↓

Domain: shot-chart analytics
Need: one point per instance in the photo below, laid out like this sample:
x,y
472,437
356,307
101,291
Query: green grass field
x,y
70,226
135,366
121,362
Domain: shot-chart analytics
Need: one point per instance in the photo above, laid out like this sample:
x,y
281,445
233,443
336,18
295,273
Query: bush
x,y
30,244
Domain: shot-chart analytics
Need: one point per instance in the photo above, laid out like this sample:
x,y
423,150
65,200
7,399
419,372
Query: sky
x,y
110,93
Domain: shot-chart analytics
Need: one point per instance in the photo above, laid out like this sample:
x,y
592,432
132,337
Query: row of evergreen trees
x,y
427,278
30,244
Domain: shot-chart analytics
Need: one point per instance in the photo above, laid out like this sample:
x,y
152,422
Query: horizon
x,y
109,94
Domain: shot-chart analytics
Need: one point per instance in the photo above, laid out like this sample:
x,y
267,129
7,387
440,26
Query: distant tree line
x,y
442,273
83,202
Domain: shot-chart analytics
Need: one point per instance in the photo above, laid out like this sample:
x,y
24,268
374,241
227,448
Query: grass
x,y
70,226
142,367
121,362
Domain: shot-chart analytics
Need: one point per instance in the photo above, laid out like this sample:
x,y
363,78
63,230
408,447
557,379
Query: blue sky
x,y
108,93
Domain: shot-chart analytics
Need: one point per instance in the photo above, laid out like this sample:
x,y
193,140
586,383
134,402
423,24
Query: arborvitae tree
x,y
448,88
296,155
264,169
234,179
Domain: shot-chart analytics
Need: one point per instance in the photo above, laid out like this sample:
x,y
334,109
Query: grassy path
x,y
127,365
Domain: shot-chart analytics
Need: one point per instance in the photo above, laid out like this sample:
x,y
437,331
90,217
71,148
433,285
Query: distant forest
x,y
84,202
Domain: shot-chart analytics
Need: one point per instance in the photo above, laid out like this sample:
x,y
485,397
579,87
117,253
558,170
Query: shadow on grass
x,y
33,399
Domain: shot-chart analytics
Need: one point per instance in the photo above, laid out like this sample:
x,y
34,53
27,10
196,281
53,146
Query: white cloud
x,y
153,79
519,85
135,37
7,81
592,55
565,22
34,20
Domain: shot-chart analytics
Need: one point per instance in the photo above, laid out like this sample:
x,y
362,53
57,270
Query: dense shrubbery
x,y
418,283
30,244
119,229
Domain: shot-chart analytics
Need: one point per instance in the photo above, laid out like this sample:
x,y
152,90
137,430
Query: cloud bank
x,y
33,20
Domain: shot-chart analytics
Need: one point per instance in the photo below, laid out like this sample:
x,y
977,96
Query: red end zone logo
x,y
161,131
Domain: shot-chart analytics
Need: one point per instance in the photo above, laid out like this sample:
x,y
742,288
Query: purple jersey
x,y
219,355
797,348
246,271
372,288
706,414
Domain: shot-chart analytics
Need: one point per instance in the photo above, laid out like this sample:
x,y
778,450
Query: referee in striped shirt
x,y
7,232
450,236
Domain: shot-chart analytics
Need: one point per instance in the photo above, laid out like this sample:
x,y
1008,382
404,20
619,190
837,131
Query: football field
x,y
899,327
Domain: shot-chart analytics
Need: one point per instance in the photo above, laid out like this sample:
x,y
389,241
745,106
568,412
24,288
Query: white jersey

↑

§ **TASK INSTRUCTIONS**
Set down the listing in full, keeping every word exactly as it is.

§ **ANSWER TO THE TASK**
Domain: shot-chart analytics
Need: one point per instance in the photo below, laid out like this sample:
x,y
472,437
356,307
101,291
Query: green grass field
x,y
70,226
135,366
121,362
Domain: shot-chart analytics
Need: one point per instance in the photo above, laid out like this sample:
x,y
281,445
233,443
336,18
295,273
Query: bush
x,y
30,244
Domain: shot-chart analytics
Need: one point per instance in the photo above, laid out like this sample:
x,y
423,150
65,200
7,399
419,372
Query: sky
x,y
110,93
Domain: shot-chart analytics
Need: one point per instance in the photo above, laid out like this sample:
x,y
592,432
132,337
Query: row of evergreen trees
x,y
427,278
30,244
Domain: shot-chart analytics
Need: one point per instance in the photo above, laid out like this sample:
x,y
152,422
Query: horizon
x,y
109,94
Domain: shot-chart analytics
Need: one point per instance in the photo above, laid out like this sample:
x,y
267,129
7,387
440,26
Query: distant tree line
x,y
442,273
83,202
Domain: shot-chart analytics
Need: one point per instance in the photo above, laid out like this sample:
x,y
24,268
374,241
227,448
Query: grass
x,y
70,226
142,367
121,362
Domain: shot-chart analytics
Need: one point per instance in the photo above, laid out like this sample:
x,y
363,78
63,230
408,447
557,379
Query: blue sky
x,y
108,93
Domain: shot-chart analytics
Need: one point per instance in the photo above, laid out like this sample:
x,y
193,140
586,383
134,402
423,24
Query: arborvitae tree
x,y
448,88
296,155
264,169
234,179
Domain: shot-chart analytics
Need: one point per instance in the photo above, laid out like this sample:
x,y
334,109
Query: grassy path
x,y
127,365
Domain: shot-chart analytics
Need: one point per instance in the photo above, laid out like this sample:
x,y
437,331
90,217
71,148
433,285
Query: distant forest
x,y
84,202
Domain: shot-chart analytics
Need: one point per instance in the photo above, laid out like this sample:
x,y
485,397
579,87
117,253
558,170
Query: shadow on grass
x,y
33,399
Domain: shot-chart analytics
Need: one point per instance in the photo above, laid out like this sample:
x,y
34,53
27,10
196,281
53,146
Query: white cloud
x,y
153,79
519,85
135,37
7,81
592,55
565,22
34,20
Domain: shot-chart analytics
Need: one point per instance in the photo above, laid out like this sample:
x,y
362,53
57,270
Query: dense shrubbery
x,y
418,283
30,244
119,229
Domain: shot-chart analytics
Need: one point per instance in the photo above, laid out like this sample:
x,y
152,90
137,430
Query: cloud bank
x,y
33,20
Domain: shot-chart analytics
Need: one point per instance in the photo below, laid out like this sample:
x,y
977,96
Query: red end zone logo
x,y
161,131
Domain: shot-chart analytics
Need: one point per instance in the photo above, laid out like this sample:
x,y
742,288
Query: purple jersey
x,y
219,355
797,348
246,271
372,288
706,414
Domain: shot-chart analytics
Need: one point per instance in the photo above, laid out like this sample:
x,y
778,450
Query: referee in striped shirt
x,y
7,232
450,236
Domain: shot-chart analytics
Need: one point per instance in the photo above, laid out like this sample:
x,y
1008,382
404,20
619,190
837,131
Query: football field
x,y
899,327
Domain: shot-chart analytics
Need: one point per instance in the photo above, laid out like this sample:
x,y
389,241
745,106
568,412
24,288
Query: white jersey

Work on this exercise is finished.